[Text extract start]

The destruction of the wall was symbolic of the controversial Israeli government practice of housing demolition. The card Mohammed wrote to describe his exhibit explains that the wall represents the house of an actual Arab family living in the West Bank. The government has announced that they plan to destroy it for not having a proper license for the building. The house is eventually destroyed and a new settlement is built in its place. This is one way in which some Israeli's have been trying to populate the West Bank, so that they can claim proper ownership of the land. Mohammed questions how the government can sit for peace talks while destroying homes..."Where's the peace?"

The director of Kohav Yair's community center feared that the piece was too controversial and that it would incite anger amongst the residents. Confronted with this opposition just minutes before he was supposed to open the exhibit, Mohammed was confused about what to do.

"We didn't come here to destroy,"Mohammed began in his speech. "We are a new generation and we are here to build a new future."Salma, Adi, and the others were unaware of the director's request and looked at each other in confusion. They were anxiously awaiting the moment when Mohammed would break the wall. When he didn't, chaos erupted. Residents from both communities objected to the censorship and questioned the last minute decision.

[Text extract end]

Set exercise 1:
Please identify each line in the entries below that contains the string "chimney" and copy those lines out.

[Data start]

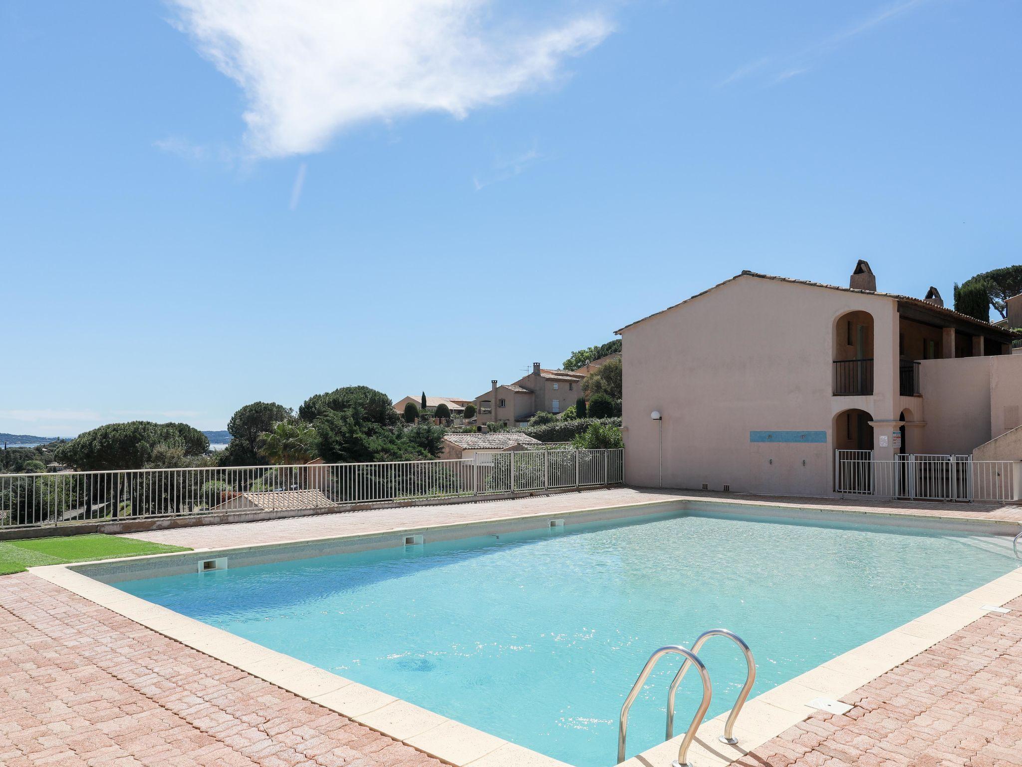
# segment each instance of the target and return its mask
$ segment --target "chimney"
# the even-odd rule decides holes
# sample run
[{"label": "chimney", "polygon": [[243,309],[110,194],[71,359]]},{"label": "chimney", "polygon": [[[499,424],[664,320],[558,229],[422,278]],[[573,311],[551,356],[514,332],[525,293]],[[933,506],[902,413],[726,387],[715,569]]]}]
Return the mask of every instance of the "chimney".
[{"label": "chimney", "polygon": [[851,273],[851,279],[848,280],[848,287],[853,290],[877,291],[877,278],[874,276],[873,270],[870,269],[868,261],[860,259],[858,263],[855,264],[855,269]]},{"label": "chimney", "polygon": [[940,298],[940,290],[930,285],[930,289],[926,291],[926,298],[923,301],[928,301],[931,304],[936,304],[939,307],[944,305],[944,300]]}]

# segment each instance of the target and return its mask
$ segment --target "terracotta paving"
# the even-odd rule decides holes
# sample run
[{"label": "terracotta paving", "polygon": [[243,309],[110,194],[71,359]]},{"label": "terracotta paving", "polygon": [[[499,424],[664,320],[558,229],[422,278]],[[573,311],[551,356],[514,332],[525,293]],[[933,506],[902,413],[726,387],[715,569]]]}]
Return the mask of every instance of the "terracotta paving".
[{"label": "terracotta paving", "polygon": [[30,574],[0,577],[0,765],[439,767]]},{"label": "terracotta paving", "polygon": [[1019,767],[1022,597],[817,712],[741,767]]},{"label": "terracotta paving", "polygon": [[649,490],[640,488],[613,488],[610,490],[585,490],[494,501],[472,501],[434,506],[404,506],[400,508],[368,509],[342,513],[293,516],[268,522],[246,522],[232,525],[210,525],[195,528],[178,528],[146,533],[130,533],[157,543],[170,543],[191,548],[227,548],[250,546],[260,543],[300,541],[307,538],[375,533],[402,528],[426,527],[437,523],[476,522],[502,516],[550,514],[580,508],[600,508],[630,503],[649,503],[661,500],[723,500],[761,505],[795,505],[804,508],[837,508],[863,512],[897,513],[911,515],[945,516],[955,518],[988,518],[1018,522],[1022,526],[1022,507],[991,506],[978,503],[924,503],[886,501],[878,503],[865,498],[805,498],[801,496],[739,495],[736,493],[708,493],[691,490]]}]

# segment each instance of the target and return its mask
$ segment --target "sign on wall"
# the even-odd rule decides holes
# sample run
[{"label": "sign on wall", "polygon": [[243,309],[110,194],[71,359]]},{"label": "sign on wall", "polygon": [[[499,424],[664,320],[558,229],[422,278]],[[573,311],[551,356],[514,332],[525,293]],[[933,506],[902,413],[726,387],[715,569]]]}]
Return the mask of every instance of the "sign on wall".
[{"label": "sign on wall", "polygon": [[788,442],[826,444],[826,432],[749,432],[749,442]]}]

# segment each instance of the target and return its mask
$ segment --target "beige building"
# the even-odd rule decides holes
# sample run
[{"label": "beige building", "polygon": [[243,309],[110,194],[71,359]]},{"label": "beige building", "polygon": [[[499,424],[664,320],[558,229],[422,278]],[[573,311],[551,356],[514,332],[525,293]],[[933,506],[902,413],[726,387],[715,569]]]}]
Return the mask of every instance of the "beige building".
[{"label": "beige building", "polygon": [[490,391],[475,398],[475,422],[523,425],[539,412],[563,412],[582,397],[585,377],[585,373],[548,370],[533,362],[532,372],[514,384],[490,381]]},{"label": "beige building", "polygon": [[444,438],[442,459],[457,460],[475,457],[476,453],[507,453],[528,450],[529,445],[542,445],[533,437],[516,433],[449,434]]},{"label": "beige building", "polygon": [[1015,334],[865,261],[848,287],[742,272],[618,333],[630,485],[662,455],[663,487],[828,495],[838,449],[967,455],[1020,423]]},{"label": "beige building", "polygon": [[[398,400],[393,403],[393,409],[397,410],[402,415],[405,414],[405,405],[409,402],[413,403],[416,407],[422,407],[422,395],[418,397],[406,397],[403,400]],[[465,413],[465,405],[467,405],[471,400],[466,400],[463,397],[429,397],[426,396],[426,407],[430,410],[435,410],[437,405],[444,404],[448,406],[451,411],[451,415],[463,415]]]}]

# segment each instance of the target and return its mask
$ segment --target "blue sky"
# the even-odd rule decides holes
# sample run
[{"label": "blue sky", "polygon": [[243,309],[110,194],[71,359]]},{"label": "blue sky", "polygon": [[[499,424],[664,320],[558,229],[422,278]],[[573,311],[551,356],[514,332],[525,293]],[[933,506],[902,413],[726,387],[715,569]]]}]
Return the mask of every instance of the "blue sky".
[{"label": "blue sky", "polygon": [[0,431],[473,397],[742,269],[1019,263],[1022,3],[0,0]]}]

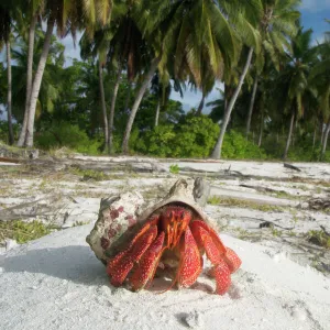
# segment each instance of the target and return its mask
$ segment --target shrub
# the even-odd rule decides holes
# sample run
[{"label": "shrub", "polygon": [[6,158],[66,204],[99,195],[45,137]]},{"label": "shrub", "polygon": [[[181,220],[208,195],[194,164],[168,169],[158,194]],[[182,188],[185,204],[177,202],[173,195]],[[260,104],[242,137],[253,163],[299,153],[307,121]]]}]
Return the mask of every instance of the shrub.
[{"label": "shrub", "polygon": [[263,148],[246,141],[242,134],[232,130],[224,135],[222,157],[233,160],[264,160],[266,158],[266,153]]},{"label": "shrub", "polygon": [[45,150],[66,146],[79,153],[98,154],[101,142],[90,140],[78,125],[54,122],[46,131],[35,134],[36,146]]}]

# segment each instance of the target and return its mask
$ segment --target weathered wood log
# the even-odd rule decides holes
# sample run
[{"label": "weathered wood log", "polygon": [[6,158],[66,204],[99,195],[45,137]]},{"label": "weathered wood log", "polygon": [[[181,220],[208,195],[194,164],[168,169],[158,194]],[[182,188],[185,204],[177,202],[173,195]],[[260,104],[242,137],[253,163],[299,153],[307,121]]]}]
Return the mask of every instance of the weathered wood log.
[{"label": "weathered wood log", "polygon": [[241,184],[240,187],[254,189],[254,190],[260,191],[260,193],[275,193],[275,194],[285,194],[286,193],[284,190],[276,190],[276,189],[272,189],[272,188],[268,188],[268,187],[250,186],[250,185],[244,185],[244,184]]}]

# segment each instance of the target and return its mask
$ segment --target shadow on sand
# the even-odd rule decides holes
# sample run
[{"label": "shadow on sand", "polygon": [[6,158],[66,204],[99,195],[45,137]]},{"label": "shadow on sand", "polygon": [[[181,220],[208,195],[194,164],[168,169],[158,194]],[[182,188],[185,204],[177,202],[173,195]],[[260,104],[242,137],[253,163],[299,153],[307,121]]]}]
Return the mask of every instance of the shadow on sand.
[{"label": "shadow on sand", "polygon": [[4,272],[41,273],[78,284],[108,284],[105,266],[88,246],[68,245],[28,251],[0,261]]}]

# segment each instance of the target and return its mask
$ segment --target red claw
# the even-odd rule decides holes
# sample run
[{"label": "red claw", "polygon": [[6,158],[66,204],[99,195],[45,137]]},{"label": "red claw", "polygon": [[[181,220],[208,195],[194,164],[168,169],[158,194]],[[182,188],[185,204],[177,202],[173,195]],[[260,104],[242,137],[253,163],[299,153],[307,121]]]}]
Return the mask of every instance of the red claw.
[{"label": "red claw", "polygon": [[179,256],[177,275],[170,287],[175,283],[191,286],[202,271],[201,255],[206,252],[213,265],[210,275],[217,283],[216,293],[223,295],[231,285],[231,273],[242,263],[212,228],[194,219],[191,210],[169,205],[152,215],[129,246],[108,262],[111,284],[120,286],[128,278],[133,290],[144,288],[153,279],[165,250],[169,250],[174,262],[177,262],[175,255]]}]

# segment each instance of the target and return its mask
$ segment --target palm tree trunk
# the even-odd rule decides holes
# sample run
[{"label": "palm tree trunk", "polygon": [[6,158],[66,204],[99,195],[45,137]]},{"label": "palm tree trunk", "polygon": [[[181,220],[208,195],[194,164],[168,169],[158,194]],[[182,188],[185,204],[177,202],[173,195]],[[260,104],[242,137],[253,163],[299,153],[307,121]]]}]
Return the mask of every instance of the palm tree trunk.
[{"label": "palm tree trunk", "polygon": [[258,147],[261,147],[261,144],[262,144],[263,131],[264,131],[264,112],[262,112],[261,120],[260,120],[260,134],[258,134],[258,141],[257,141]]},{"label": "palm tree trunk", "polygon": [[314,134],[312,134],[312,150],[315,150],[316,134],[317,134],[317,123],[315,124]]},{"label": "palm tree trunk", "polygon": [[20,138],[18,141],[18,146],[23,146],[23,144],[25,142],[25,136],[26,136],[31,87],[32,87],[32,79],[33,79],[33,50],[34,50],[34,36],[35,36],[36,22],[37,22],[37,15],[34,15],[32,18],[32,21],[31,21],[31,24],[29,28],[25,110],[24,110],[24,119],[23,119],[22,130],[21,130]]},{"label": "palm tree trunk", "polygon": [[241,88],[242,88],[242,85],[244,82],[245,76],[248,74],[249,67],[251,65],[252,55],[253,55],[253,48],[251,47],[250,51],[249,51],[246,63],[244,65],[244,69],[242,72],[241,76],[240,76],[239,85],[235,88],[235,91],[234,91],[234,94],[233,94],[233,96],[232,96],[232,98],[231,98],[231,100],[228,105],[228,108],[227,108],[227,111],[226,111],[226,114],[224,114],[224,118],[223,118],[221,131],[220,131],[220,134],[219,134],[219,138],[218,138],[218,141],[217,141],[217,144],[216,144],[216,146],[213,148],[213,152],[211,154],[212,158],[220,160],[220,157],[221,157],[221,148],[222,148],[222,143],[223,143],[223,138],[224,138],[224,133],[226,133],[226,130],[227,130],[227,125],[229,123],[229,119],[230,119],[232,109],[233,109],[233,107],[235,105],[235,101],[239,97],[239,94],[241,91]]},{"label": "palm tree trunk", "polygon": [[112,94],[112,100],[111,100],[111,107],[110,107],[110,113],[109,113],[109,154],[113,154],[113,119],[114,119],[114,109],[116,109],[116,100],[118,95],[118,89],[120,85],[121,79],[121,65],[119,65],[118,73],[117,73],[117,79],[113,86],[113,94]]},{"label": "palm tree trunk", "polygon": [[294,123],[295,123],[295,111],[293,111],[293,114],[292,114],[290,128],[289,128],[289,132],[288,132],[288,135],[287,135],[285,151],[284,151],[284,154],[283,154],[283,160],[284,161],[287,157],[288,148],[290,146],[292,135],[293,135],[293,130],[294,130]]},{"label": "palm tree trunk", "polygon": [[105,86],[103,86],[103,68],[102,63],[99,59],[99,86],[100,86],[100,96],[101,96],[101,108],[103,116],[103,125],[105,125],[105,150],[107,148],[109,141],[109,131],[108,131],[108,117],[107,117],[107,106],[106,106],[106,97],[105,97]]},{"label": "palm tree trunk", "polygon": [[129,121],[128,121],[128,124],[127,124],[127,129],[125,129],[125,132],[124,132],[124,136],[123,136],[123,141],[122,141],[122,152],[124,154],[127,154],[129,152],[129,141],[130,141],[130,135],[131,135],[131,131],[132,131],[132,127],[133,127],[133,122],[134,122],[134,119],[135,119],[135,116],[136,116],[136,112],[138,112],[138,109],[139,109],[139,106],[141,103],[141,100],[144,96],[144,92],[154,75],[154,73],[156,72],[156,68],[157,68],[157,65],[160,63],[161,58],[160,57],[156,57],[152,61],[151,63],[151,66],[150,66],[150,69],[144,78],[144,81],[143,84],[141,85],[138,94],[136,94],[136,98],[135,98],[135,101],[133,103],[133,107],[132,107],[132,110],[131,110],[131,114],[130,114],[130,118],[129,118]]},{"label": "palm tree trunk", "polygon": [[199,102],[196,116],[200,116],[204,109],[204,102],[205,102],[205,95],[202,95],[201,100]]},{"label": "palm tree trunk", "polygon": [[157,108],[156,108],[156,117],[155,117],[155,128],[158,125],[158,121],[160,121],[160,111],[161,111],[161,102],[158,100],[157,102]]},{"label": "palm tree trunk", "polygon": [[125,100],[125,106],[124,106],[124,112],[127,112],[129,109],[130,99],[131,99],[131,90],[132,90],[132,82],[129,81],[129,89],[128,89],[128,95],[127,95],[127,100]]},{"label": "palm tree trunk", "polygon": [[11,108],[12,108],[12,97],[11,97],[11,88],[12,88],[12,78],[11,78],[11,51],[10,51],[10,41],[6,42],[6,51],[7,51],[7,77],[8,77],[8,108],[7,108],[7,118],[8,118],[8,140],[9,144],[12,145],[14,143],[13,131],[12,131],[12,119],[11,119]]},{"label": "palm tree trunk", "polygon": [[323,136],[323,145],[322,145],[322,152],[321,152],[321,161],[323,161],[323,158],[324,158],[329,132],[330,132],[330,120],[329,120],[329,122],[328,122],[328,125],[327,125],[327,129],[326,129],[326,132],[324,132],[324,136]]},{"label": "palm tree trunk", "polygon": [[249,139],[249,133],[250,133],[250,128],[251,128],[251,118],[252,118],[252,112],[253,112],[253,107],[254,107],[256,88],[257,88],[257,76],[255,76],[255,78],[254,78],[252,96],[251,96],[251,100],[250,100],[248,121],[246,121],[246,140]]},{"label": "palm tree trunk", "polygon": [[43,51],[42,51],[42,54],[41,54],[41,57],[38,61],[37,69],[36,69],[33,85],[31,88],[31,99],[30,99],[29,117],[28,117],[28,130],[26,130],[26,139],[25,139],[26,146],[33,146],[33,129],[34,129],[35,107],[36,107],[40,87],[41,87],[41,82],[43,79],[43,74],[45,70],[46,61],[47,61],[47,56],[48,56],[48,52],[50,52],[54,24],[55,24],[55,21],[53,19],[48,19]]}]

[Data end]

Set exercise 2:
Extend the account of Mohammed's wall exhibit, starting right after its final sentence.

Exercise response 1:
$ segment --target "chimney"
[{"label": "chimney", "polygon": [[243,309],[110,194],[71,359]]},{"label": "chimney", "polygon": [[[499,424],[664,320],[558,229],[422,278]],[[573,311],[551,356],[514,332],[525,293]],[[933,506],[902,413],[726,387],[715,569]]]}]
Return the mask of every instance of the "chimney".
[{"label": "chimney", "polygon": [[851,273],[851,279],[848,280],[848,287],[853,290],[877,291],[877,278],[874,276],[873,270],[870,269],[868,261],[860,259],[858,263],[855,264],[855,269]]},{"label": "chimney", "polygon": [[940,298],[940,290],[930,285],[930,289],[926,291],[926,298],[923,301],[928,301],[931,304],[936,304],[939,307],[944,305],[944,300]]}]

Exercise response 2:
From there, a downward spiral has progressed, slowly squashing the hopes and inspirations that once motivated this group of insightful youth from Tira. The initial request for one modification of the opening presentation has grown into numerous restrictions and obstacles. Now, the community center claims they had agreed to the artwork, but not the text. Now the cards the youth had prepared describing their works are considered too controversial. The work is okay as long as nobody understands what it is about! The debate has grown and become more heated, and unfortunately this attempt at collaboration has ended in conflict! Now both the Kohav Yair community center and the community center in Tira have turned their backs on the youth and have canceled the exchange between the two communities, as well as funding for Adi's workshop.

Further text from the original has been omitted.